Problem to solve =
Please output the data from the line containing "the beetle's head" through the end of the data as a JSON list of strings, one string per line, with blank lines left out.

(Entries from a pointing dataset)
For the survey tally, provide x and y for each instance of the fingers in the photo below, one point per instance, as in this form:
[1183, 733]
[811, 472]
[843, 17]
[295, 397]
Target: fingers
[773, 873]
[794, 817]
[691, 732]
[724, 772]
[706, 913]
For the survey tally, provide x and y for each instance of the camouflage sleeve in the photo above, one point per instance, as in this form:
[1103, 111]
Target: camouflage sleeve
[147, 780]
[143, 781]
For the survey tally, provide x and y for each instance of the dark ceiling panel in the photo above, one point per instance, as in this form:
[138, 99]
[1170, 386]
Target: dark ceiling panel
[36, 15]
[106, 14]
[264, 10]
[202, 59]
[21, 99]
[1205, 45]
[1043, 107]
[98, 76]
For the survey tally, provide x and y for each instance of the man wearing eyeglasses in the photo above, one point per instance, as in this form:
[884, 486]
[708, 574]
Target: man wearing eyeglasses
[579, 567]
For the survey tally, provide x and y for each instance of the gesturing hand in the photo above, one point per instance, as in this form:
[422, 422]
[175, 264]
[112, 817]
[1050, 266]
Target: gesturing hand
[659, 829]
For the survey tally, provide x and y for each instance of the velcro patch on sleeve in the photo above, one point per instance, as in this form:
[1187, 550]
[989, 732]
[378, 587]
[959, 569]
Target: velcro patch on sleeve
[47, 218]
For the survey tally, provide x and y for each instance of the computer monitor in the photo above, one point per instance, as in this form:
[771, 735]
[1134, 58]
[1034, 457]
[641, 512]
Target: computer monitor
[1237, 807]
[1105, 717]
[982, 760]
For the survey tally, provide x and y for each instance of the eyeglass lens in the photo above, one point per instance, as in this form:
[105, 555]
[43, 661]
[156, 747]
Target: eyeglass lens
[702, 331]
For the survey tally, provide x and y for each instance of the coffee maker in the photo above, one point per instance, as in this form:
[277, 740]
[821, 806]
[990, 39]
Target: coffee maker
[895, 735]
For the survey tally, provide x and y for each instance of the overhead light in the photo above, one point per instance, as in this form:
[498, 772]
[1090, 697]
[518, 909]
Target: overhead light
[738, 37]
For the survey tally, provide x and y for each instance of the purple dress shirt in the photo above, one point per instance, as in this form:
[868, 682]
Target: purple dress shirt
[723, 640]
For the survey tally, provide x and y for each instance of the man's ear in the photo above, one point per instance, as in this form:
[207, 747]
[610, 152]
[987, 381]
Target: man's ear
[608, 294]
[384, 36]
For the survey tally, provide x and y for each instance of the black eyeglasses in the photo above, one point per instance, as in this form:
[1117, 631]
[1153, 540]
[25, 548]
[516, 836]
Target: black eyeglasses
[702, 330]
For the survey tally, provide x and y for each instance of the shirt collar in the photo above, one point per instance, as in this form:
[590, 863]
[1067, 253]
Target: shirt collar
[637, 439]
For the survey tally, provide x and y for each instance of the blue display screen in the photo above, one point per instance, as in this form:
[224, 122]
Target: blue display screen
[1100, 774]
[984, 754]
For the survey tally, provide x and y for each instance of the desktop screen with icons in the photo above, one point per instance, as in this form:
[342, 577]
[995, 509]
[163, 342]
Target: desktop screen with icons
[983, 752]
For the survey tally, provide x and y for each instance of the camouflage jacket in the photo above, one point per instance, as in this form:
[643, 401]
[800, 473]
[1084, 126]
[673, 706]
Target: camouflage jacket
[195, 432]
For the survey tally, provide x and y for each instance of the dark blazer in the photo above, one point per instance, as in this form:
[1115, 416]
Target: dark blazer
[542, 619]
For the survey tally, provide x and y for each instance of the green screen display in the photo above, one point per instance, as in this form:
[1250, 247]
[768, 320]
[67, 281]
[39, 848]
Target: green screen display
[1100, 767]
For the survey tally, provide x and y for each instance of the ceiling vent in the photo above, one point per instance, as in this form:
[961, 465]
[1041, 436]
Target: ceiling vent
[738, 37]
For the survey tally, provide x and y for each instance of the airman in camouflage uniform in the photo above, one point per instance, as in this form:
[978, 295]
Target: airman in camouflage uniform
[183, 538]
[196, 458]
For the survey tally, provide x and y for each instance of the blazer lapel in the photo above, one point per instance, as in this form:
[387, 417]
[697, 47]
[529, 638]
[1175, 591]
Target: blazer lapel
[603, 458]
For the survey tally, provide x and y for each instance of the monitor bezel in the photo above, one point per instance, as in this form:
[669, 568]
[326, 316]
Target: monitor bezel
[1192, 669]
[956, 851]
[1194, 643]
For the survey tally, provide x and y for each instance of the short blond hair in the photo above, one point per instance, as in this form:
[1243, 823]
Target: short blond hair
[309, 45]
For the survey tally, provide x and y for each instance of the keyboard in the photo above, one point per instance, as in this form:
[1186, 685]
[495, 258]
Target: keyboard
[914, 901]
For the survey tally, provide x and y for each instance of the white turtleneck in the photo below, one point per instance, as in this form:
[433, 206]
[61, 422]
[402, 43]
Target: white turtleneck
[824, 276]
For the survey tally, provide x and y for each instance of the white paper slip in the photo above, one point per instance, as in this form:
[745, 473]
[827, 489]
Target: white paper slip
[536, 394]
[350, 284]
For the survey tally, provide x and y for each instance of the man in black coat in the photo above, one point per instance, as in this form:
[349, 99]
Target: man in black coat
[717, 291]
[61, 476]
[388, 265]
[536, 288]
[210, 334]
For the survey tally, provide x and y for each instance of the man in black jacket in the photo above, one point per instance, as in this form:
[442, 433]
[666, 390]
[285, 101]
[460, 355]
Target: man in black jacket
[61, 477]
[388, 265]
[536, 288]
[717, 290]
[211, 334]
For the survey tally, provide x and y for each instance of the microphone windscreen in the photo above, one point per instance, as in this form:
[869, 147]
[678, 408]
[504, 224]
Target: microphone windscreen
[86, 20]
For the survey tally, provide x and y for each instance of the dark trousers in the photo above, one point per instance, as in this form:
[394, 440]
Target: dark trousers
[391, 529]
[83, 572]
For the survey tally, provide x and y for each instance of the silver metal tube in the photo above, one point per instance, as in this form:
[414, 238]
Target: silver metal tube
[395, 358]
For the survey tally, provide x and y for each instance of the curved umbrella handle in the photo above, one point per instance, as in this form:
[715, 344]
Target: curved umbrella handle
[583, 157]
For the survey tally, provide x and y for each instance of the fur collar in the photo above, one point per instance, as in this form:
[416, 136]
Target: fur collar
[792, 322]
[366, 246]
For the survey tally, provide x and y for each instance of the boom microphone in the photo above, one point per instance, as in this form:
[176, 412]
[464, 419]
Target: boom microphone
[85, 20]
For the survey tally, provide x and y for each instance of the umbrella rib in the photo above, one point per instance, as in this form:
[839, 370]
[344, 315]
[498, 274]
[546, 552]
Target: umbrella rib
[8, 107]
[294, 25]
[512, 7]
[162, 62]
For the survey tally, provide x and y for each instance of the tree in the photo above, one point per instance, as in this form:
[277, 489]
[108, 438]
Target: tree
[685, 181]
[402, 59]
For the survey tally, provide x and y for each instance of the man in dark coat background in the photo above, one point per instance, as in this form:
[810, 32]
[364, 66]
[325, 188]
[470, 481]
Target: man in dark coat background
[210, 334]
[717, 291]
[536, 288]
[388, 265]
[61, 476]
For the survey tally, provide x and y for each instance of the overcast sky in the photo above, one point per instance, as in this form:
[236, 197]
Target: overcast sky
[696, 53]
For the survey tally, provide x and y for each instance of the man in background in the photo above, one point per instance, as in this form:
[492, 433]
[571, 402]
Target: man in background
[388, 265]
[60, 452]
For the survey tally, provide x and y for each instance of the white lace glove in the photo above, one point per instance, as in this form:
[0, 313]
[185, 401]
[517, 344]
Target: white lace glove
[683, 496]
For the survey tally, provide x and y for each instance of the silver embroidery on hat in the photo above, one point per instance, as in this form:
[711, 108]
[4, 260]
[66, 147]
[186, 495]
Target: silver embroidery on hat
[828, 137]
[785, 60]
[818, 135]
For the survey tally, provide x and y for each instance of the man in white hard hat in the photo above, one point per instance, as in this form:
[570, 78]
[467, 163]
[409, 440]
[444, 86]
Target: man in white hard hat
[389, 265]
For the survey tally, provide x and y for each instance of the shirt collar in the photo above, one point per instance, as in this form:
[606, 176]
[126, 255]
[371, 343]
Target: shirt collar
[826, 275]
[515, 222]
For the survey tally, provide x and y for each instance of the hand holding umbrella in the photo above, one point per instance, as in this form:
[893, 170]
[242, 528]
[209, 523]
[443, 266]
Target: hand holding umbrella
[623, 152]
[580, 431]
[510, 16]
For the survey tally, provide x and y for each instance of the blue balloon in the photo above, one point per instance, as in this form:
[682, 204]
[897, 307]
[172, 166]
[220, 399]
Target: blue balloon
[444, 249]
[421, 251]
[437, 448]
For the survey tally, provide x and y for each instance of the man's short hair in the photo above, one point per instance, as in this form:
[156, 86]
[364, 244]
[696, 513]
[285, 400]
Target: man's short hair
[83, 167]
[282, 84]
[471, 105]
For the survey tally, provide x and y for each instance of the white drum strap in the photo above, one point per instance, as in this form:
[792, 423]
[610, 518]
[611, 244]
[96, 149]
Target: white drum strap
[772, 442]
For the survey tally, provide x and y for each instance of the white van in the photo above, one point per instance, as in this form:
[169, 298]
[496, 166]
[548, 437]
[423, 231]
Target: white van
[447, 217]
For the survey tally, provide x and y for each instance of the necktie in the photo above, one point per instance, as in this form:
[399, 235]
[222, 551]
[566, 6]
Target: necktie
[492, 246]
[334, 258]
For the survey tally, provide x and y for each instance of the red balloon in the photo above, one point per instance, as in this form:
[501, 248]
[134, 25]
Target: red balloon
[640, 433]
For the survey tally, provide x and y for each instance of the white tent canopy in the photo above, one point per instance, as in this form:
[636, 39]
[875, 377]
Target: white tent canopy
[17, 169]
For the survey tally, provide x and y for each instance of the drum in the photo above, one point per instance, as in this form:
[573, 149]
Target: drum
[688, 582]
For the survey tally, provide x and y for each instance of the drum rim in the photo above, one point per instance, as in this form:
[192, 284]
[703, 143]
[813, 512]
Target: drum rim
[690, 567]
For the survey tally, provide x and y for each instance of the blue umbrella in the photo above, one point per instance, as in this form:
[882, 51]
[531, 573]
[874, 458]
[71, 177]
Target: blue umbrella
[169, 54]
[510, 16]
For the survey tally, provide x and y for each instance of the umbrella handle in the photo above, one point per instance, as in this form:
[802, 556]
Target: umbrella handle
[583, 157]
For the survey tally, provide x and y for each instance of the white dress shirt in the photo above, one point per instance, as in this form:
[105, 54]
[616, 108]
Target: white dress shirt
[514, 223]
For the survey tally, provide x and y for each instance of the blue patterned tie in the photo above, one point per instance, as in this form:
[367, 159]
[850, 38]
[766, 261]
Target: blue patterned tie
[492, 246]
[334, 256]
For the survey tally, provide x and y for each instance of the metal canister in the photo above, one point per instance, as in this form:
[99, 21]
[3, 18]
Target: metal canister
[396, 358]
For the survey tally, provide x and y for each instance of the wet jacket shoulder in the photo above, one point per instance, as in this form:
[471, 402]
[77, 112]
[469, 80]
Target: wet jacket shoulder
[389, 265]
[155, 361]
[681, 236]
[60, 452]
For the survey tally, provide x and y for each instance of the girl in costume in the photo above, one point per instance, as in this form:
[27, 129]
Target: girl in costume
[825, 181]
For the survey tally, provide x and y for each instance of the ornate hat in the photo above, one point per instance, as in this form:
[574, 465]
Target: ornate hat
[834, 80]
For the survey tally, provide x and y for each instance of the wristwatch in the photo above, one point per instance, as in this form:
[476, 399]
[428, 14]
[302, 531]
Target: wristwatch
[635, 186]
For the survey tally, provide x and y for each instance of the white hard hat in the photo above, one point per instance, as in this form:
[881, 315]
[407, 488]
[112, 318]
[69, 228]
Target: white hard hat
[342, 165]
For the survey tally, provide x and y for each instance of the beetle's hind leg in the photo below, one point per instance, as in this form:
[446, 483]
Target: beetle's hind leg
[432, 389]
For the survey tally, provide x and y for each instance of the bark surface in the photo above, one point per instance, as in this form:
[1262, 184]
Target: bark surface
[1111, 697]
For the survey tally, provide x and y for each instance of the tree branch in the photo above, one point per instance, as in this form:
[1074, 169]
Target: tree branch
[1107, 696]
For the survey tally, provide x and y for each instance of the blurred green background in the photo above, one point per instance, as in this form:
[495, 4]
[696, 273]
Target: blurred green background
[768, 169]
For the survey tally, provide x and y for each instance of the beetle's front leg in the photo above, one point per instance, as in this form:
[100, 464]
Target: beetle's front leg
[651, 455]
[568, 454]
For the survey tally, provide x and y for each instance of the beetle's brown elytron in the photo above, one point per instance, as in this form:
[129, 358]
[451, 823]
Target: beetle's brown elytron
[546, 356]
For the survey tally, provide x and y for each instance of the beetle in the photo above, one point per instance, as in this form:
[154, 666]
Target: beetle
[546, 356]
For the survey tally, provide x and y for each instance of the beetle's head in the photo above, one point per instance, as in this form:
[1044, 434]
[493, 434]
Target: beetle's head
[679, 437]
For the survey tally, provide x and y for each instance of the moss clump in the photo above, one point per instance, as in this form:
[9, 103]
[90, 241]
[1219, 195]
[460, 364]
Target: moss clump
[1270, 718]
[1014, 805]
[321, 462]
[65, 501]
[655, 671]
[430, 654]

Answer to this exercise =
[
  "For the survey tally, provide x and y for each instance of the beetle's head in the photo above, one point per instance, as in this form:",
  "[1044, 434]",
  "[493, 434]",
  "Target: beetle's head",
  "[679, 437]",
  "For the survey tally, provide x and y for each instance of the moss clump in the photo above, one point per instance, as in this form:",
  "[9, 103]",
  "[90, 241]",
  "[1219, 195]",
  "[460, 364]",
  "Target: moss clump",
  "[1270, 718]",
  "[1014, 805]",
  "[321, 462]",
  "[65, 501]",
  "[655, 671]",
  "[430, 654]"
]